*Work required:* Set out every line of the items below as a Markdown table with two columns, No. and Line, skipping blank lines. Leave the pictures out.

================

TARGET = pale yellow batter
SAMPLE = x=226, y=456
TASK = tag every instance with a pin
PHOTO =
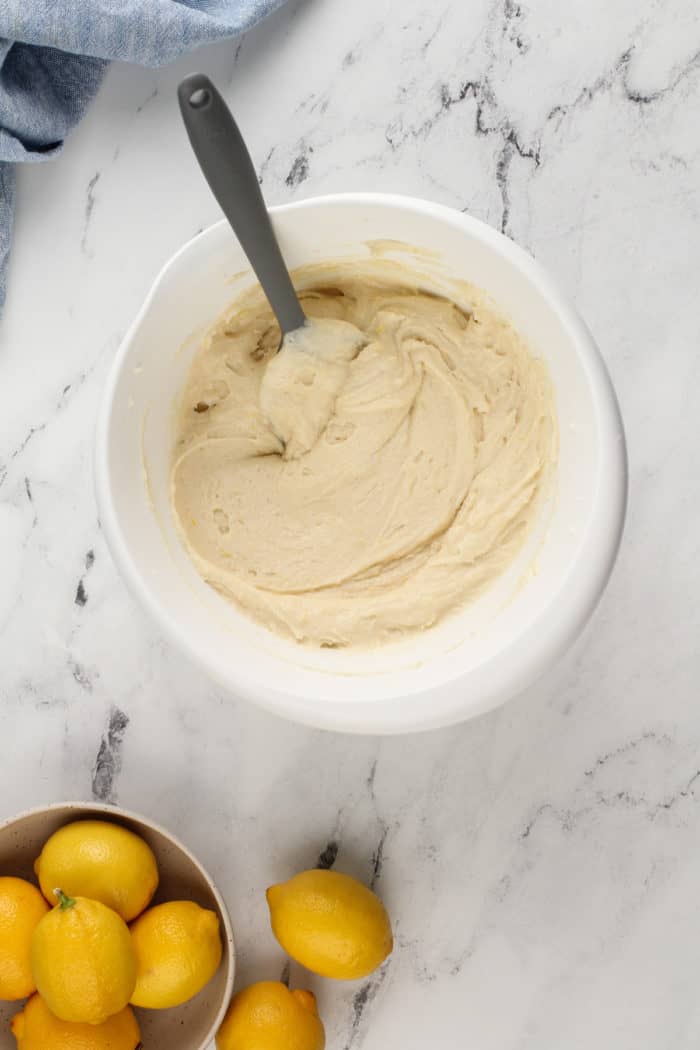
x=372, y=479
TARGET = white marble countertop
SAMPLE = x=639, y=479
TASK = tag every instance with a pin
x=542, y=863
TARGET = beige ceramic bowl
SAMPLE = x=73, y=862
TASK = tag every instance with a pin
x=188, y=1027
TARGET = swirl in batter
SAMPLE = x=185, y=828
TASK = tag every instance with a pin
x=375, y=476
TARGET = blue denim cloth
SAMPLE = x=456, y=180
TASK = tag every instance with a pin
x=54, y=55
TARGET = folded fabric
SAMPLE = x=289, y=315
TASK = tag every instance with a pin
x=54, y=55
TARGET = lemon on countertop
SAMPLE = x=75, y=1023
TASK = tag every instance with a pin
x=82, y=961
x=269, y=1016
x=331, y=923
x=102, y=861
x=21, y=907
x=177, y=948
x=36, y=1028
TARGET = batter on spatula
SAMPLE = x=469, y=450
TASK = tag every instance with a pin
x=352, y=490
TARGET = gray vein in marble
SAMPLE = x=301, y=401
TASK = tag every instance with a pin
x=81, y=593
x=29, y=496
x=364, y=998
x=82, y=675
x=299, y=170
x=146, y=101
x=20, y=448
x=108, y=762
x=627, y=749
x=327, y=858
x=89, y=207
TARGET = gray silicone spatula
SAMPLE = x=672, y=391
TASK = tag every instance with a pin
x=224, y=158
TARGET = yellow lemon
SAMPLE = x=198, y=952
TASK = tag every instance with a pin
x=269, y=1016
x=82, y=961
x=102, y=861
x=36, y=1028
x=331, y=923
x=21, y=907
x=177, y=948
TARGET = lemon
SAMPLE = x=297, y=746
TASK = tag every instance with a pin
x=36, y=1028
x=82, y=961
x=331, y=923
x=269, y=1016
x=102, y=861
x=21, y=907
x=177, y=948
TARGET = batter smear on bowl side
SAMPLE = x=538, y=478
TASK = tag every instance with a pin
x=372, y=478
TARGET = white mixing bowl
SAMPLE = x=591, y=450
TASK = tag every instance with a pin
x=472, y=662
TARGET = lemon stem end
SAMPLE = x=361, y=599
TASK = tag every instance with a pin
x=65, y=902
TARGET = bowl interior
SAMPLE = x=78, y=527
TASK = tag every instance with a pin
x=187, y=1027
x=496, y=644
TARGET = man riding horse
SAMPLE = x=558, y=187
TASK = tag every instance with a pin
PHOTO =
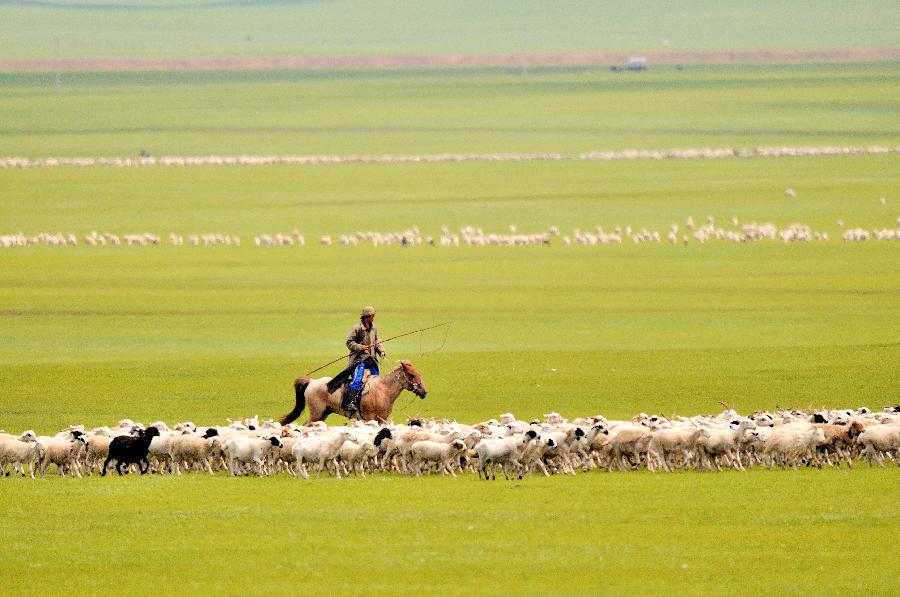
x=364, y=346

================

*Correct response:*
| No. | Line |
|---|---|
| 1 | TARGET = pale yellow batter |
| 2 | SAMPLE = x=226, y=456 |
| 3 | TASK = tag every instance with a pin |
| 4 | PHOTO = |
| 5 | x=372, y=479 |
| 6 | TARGET = white marble countertop |
| 7 | SAMPLE = x=639, y=479 |
| 8 | TASK = tag every instance with a pin |
| 9 | x=542, y=863 |
| 10 | TARGET = beige ceramic bowl |
| 11 | SAMPLE = x=73, y=862 |
| 12 | TASK = tag every instance with a pin |
| 13 | x=188, y=1027 |
| 14 | TARGET = swirl in batter |
| 15 | SAMPLE = x=185, y=828 |
| 16 | TASK = tag every instance with a pin |
| 17 | x=375, y=476 |
| 18 | TARGET = blue denim cloth |
| 19 | SAMPLE = x=456, y=180 |
| 20 | TASK = tag every instance with a pin |
| 21 | x=54, y=55 |
| 22 | TARGET = folded fabric |
| 23 | SAMPLE = x=289, y=315 |
| 24 | TASK = tag every instance with a pin |
| 25 | x=54, y=55 |
| 26 | TARGET = lemon on countertop |
| 27 | SAMPLE = x=75, y=1023 |
| 28 | TASK = tag every instance with a pin |
| 29 | x=82, y=961 |
| 30 | x=269, y=1016 |
| 31 | x=331, y=923 |
| 32 | x=102, y=861 |
| 33 | x=21, y=907 |
| 34 | x=177, y=948 |
| 35 | x=36, y=1028 |
| 36 | TARGET = batter on spatula |
| 37 | SAMPLE = x=469, y=450 |
| 38 | TASK = tag every instance with a pin |
| 39 | x=352, y=490 |
| 40 | TARGET = gray vein in marble |
| 41 | SAMPLE = x=301, y=401 |
| 42 | TASK = tag every instance with a pin |
| 43 | x=81, y=593 |
| 44 | x=29, y=496 |
| 45 | x=364, y=998 |
| 46 | x=82, y=675 |
| 47 | x=299, y=170 |
| 48 | x=146, y=101 |
| 49 | x=20, y=448 |
| 50 | x=108, y=762 |
| 51 | x=627, y=749 |
| 52 | x=327, y=858 |
| 53 | x=89, y=207 |
| 54 | TARGET = gray silicone spatula |
| 55 | SAMPLE = x=672, y=391 |
| 56 | TASK = tag every instance with a pin |
| 57 | x=224, y=158 |
| 58 | TARGET = yellow lemon |
| 59 | SAMPLE = x=198, y=952 |
| 60 | TASK = tag every instance with a pin |
| 61 | x=269, y=1016 |
| 62 | x=82, y=961 |
| 63 | x=102, y=861 |
| 64 | x=36, y=1028 |
| 65 | x=331, y=923 |
| 66 | x=21, y=907 |
| 67 | x=177, y=948 |
| 68 | TARGET = lemon |
| 69 | SAMPLE = x=297, y=746 |
| 70 | TASK = tag every instance with a pin |
| 71 | x=36, y=1028 |
| 72 | x=82, y=961 |
| 73 | x=331, y=923 |
| 74 | x=269, y=1016 |
| 75 | x=102, y=861 |
| 76 | x=21, y=907 |
| 77 | x=177, y=948 |
| 78 | TARGET = batter smear on bowl side |
| 79 | SAMPLE = x=538, y=478 |
| 80 | TASK = tag every instance with a pin |
| 81 | x=372, y=478 |
| 82 | TARGET = white mixing bowl |
| 83 | SAMPLE = x=591, y=450 |
| 84 | TASK = tag every instance with a pin |
| 85 | x=472, y=662 |
| 86 | TARGET = lemon stem end |
| 87 | SAMPLE = x=361, y=599 |
| 88 | TASK = tag every instance with a pin |
| 89 | x=65, y=902 |
| 90 | TARGET = bowl interior |
| 91 | SAMPLE = x=78, y=527 |
| 92 | TASK = tag every instance with a pin |
| 93 | x=187, y=1027 |
| 94 | x=496, y=644 |
| 95 | TARGET = man riding horse |
| 96 | SAMPLE = x=558, y=187 |
| 97 | TASK = tag every instance with a pin |
| 98 | PHOTO = |
| 99 | x=364, y=346 |